# Aim of the task
The reply should hold only the lines from the one with "Two rules. Place a point on every instance of the silver" through the end of the data, each given exactly.

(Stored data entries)

-- -- --

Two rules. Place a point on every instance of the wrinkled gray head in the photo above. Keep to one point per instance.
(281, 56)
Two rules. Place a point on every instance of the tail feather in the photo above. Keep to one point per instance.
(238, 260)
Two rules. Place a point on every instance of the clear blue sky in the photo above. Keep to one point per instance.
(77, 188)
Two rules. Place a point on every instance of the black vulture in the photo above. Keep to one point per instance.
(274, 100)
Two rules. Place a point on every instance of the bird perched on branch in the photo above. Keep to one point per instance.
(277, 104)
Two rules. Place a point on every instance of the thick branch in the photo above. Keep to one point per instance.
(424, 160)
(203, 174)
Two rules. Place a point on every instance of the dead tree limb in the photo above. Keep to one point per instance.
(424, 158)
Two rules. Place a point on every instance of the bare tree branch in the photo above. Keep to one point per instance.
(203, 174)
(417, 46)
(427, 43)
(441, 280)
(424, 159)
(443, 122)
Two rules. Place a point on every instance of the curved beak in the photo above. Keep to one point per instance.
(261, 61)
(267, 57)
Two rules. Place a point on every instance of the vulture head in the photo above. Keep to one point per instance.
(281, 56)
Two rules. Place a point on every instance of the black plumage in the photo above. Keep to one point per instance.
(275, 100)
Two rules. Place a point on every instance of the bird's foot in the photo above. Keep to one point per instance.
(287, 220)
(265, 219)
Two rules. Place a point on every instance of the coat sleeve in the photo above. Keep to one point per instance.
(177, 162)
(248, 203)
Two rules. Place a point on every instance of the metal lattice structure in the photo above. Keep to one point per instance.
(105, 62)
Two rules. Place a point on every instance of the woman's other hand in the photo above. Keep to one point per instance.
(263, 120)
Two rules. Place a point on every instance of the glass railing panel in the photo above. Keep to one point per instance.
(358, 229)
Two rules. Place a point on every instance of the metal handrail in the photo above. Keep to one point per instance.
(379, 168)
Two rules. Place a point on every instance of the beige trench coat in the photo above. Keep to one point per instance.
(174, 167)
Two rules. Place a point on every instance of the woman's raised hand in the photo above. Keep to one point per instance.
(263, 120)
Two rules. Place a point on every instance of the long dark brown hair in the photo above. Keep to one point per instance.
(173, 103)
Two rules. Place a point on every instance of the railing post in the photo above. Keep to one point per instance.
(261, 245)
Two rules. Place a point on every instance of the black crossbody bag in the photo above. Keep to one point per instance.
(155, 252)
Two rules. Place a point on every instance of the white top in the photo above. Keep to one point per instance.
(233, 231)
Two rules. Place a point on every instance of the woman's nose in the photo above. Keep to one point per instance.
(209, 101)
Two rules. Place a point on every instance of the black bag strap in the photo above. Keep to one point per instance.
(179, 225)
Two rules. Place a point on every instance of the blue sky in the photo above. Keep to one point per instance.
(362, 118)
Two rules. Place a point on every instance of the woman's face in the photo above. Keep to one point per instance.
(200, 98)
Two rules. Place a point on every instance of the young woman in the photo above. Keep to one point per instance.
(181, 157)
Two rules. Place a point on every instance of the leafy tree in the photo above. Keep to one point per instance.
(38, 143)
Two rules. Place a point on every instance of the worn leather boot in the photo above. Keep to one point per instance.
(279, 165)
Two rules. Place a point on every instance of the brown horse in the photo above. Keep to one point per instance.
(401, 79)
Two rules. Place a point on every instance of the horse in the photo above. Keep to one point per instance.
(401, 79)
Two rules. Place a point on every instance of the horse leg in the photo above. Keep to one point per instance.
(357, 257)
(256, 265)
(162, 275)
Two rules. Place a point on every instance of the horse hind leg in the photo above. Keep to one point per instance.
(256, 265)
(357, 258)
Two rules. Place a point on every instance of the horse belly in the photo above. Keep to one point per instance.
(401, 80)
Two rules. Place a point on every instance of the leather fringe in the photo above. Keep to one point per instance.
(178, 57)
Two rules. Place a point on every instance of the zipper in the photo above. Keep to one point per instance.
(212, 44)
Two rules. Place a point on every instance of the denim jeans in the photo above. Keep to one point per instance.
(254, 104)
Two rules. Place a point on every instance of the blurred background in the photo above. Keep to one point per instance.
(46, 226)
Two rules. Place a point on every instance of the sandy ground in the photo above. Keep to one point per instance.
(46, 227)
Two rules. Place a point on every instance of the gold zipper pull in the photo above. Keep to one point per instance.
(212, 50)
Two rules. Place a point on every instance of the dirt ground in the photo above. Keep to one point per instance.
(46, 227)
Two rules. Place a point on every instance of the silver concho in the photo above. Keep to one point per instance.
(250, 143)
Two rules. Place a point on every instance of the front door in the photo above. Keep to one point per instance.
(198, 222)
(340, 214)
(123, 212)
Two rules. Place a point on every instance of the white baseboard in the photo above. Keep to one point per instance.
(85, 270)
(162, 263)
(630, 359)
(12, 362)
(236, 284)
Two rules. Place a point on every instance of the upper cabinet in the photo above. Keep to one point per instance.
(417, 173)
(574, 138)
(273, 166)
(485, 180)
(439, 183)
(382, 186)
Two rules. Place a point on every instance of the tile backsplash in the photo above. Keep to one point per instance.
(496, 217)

-- -- --

# Exercise result
Two rules. Place a point on every instance of the silver concho in the photo above. Keep to one point per instance.
(250, 143)
Two rules. Place a point on every instance of the front door in the photo above. Keep to one point per instance.
(198, 222)
(340, 214)
(123, 212)
Two rules. Place a point on every instance of the white baseboard in the photo above. Keep to one point per instance.
(85, 270)
(162, 263)
(630, 359)
(12, 362)
(236, 284)
Two rules. Place a point on every instance of the upper cabinet in the photo above. Keep to one point per instance.
(417, 173)
(574, 138)
(273, 166)
(485, 180)
(439, 183)
(382, 186)
Two rules. Place a point on every instance of the tile backsplash in the photo above. Keep to one point per instance.
(496, 217)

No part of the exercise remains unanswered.